O que fazer.
(a) Traduza para o inglês a seguinte frase do texto sobre a morte de Hugo Chávez: "Com a morte do presidente, seu vice Nicolás Maduro assumiu o posto presidencial e permanecerá no cargo até a convocação das novas eleições presidenciais, que deverão ocorrer em 30 dias."
(b) Responda às perguntas abaixo com base no texto sobre a morte de Hugo Chávez.
(i) Por quantos anos Chávez esteve no poder?
(ii) Com que idade Chávez faleceu?
(iii) Por qual percentual das exportações venezuelanas a atividade petrolífera passou a ser responsável?
(c) Transcreva do texto sobre a morte de Hugo Chávez tudo o que vai desde "Depois de 14" até "anos de idade.".

Documento.
==========

Vai-se Hugo Chávez, fica-se um rombo na economia venezuelana



Depois de 14 anos no poder, o povo venezuelano deu adeus ao seu presidente Hugo Chávez, no último dia 5. Após passar pela quarta cirurgia em Cuba, como parte do tratamento de um câncer que ele desenvolveu há dois anos, Chávez não resistiu a algumas complicações respiratórias e faleceu aos 58 anos de idade.

Com a morte do presidente, seu vice Nicolás Maduro assumiu o posto presidencial e permanecerá no cargo até a convocação das novas eleições presidenciais, que deverão ocorrer em 30 dias. Tanto o governo de Chávez – que lidera e certamente tem a maior probabilidade de continuar no poder – quanto a oposição enfrentarão um verdadeiro abismo econômico, que foi se formando gradativamente e ganhou imenso formato nos últimos anos.

Marcada pela predominância do regime socialista, a Venezuela vem tentando se equilibrar numa corrente econômica desgastada, regida por governos ditatoriais e gestões ultrapassadas, que estacionaram nos tempos de Guerra Fria, sendo altamente exploradas pelo regime capitalista e neoliberal, isoladas do mundo globalizado.

Todavia tal cenário não foi páreo para conter o poderio chavista e sua longa permanência no poder. Basta analisarmos o contexto histórico para entendermos melhor o motivo do desencadeamento deste fator.

Caracterizada como uma economia predominantemente agrícola até o período da Primeira Guerra Mundial, a Venezuela sofreu uma transição econômica que passou a se centrar na extração e exploração petrolífera. Tal atividade passou a ser responsável por 80% das exportações e mais da metade do financiamento da máquina pública. Com a recessão de 1999, o preço internacional do petróleo sofreu uma grande alta, o que contribuiu para alavancar ainda mais a economia venezuelana. Sendo assim, neste ano, quando Chávez foi eleito, a Venezuela era a menina dos olhos para o mercado petrolífero mundial num cenário econômico sustentado pela exportação petrolífera, cuja riqueza gerada era muito mal distribuída e se concentrava nas mãos de uma reduzida elite existente e com a predominância de uma massa paupérrima.

==========

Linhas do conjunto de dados
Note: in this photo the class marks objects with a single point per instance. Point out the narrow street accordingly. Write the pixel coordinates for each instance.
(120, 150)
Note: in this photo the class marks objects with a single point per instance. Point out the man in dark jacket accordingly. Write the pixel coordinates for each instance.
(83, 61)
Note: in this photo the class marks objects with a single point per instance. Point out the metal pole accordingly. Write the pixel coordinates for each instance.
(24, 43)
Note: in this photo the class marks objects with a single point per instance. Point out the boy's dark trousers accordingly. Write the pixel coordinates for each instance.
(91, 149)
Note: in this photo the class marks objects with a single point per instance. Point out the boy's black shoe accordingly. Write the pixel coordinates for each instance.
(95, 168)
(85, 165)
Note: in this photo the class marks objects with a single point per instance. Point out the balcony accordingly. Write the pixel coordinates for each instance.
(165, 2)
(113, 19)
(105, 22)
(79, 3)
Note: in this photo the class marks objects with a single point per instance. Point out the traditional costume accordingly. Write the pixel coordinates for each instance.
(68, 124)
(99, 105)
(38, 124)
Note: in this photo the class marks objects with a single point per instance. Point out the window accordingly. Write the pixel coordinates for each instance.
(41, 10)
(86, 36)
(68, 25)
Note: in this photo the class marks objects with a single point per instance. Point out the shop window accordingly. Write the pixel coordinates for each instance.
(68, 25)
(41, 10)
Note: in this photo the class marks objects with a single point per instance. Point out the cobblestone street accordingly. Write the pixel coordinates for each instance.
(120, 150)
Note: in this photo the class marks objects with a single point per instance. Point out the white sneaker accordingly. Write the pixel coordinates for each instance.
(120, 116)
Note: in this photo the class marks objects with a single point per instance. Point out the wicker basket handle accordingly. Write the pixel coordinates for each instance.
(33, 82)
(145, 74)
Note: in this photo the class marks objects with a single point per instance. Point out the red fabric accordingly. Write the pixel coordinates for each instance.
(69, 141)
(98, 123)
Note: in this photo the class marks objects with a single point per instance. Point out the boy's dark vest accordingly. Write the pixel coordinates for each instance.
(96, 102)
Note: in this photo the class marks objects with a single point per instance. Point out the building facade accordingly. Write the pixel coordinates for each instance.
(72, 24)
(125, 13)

==========

Respostas.
(a) With the president's death, his vice president Nicolás Maduro took over the presidency and will remain in office until the new presidential elections are called, which are expected to take place within 30 days.

(b)
(i) 14 anos.
(ii) 58 anos.
(iii) 80%.

(c)
Depois de 14 anos no poder, o povo venezuelano deu adeus ao seu presidente Hugo Chávez, no último dia 5. Após passar pela quarta cirurgia em Cuba, como parte do tratamento de um câncer que ele desenvolveu há dois anos, Chávez não resistiu a algumas complicações respiratórias e faleceu aos 58 anos de idade.